### What to work on
The expected response is a copy of every line in the entries below that includes the word "region".

Data for the task: Begin

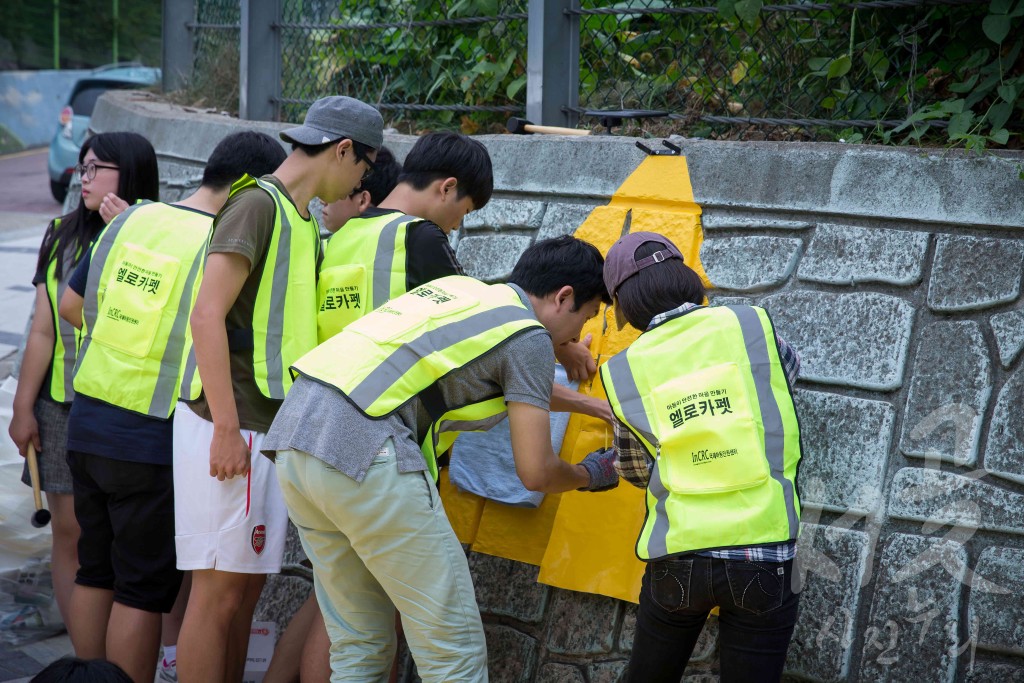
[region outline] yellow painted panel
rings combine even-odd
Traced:
[[[452,523],[455,535],[459,538],[459,543],[473,543],[480,525],[484,499],[456,488],[448,479],[447,467],[441,468],[438,489],[441,492],[444,510],[448,514],[448,520]]]
[[[683,157],[648,157],[622,184],[607,206],[596,207],[576,231],[607,253],[622,235],[627,212],[630,231],[669,237],[686,264],[708,283],[700,264],[700,207],[693,200]],[[639,332],[616,329],[614,312],[603,307],[583,334],[594,335],[591,351],[603,363],[622,351]],[[580,391],[605,398],[599,376]],[[587,453],[611,445],[611,427],[601,420],[573,415],[562,442],[562,459],[579,462]],[[637,601],[643,563],[634,553],[644,520],[644,491],[622,482],[603,493],[572,491],[548,495],[536,509],[483,502],[458,492],[442,479],[445,508],[459,540],[472,549],[529,564],[539,564],[539,581],[560,588]],[[451,504],[449,502],[452,501]],[[469,539],[469,540],[467,540]]]
[[[598,207],[590,214],[576,236],[607,253],[621,236],[630,209],[630,232],[665,235],[679,247],[687,265],[707,283],[700,265],[700,207],[693,203],[685,159],[648,157],[608,206]],[[625,349],[640,334],[628,326],[617,330],[614,312],[607,307],[603,312],[603,319],[591,321],[584,331],[594,334],[591,348],[599,354],[599,362]],[[600,376],[580,390],[605,398]],[[610,428],[599,420],[574,415],[566,430],[562,456],[579,462],[587,453],[608,445],[609,432]],[[637,559],[634,548],[644,514],[643,489],[626,482],[602,493],[563,494],[538,581],[636,602],[644,564]]]
[[[555,522],[560,494],[548,494],[536,508],[484,503],[473,550],[510,560],[540,565]]]

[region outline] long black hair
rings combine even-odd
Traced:
[[[100,161],[117,166],[117,196],[129,205],[140,199],[159,199],[156,152],[149,140],[138,133],[100,133],[82,145],[78,163],[85,160],[90,149]],[[80,201],[74,211],[61,216],[60,228],[56,227],[56,221],[46,228],[36,270],[45,271],[50,262],[56,260],[55,275],[58,280],[64,279],[69,275],[64,270],[65,264],[73,267],[78,263],[103,227],[99,211],[90,211],[85,208],[85,202]]]

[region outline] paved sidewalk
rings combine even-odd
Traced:
[[[61,213],[48,183],[45,149],[0,157],[0,380],[11,373],[35,302],[32,275],[43,232]],[[0,438],[7,438],[6,429]],[[66,633],[17,647],[0,644],[0,682],[28,681],[71,653]]]
[[[50,662],[74,654],[67,633],[28,645],[0,645],[0,681],[28,683]]]

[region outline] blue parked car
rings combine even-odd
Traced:
[[[111,64],[94,70],[75,82],[67,106],[60,112],[57,132],[50,142],[47,170],[50,192],[63,202],[78,163],[78,152],[89,130],[89,118],[96,100],[107,90],[145,88],[160,82],[160,69],[140,64]]]

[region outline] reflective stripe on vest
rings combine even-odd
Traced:
[[[231,192],[253,185],[269,194],[277,207],[253,306],[253,374],[261,394],[284,400],[292,386],[289,366],[316,346],[320,226],[312,216],[303,218],[272,183],[244,176]]]
[[[333,387],[373,419],[420,397],[433,422],[422,449],[436,474],[436,454],[451,445],[458,427],[484,428],[504,412],[500,398],[500,412],[495,399],[449,408],[436,391],[437,380],[540,327],[511,287],[452,275],[360,318],[300,358],[292,371]]]
[[[405,293],[405,236],[409,224],[417,220],[394,211],[353,218],[327,240],[317,282],[321,342]],[[367,273],[369,264],[372,272]]]
[[[60,219],[53,221],[53,230],[60,229]],[[57,237],[60,240],[60,237]],[[56,249],[57,242],[54,242]],[[64,278],[57,281],[57,260],[50,254],[50,262],[46,266],[46,298],[50,302],[50,315],[53,319],[53,356],[50,359],[50,398],[57,403],[71,403],[75,398],[75,388],[72,378],[75,374],[75,359],[78,356],[78,346],[81,343],[81,332],[58,315],[60,300],[68,288],[68,280],[74,272],[78,262],[78,254],[72,254],[70,249],[64,250]]]
[[[665,378],[665,367],[678,371]],[[655,455],[638,557],[797,537],[800,429],[767,313],[696,309],[645,332],[601,376]]]
[[[82,309],[79,393],[170,417],[191,346],[188,319],[211,222],[207,214],[145,203],[100,233]]]

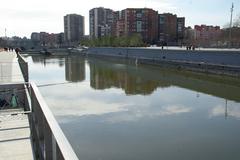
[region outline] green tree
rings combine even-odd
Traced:
[[[101,38],[84,39],[80,44],[89,47],[139,47],[144,45],[142,37],[139,34],[122,37],[105,36]]]

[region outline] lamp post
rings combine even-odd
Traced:
[[[232,3],[230,26],[229,26],[229,45],[228,45],[229,48],[231,48],[231,42],[232,42],[232,15],[233,15],[233,8],[234,8],[234,5]]]

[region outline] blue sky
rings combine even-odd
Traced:
[[[63,16],[77,13],[85,16],[85,33],[89,33],[88,11],[94,7],[122,10],[148,7],[159,13],[170,12],[186,17],[186,25],[224,26],[230,19],[234,2],[234,18],[240,14],[239,0],[7,0],[0,6],[0,36],[30,37],[31,32],[63,32]]]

Data for the task: End

### Problem solution
[region outline] yellow painted panel
[region outline] long black hair
[region outline] paved sidewalk
[region outline] blue parked car
[region outline] reflective stripe on vest
[region outline] green tree
[region outline] lamp post
[region outline] blue sky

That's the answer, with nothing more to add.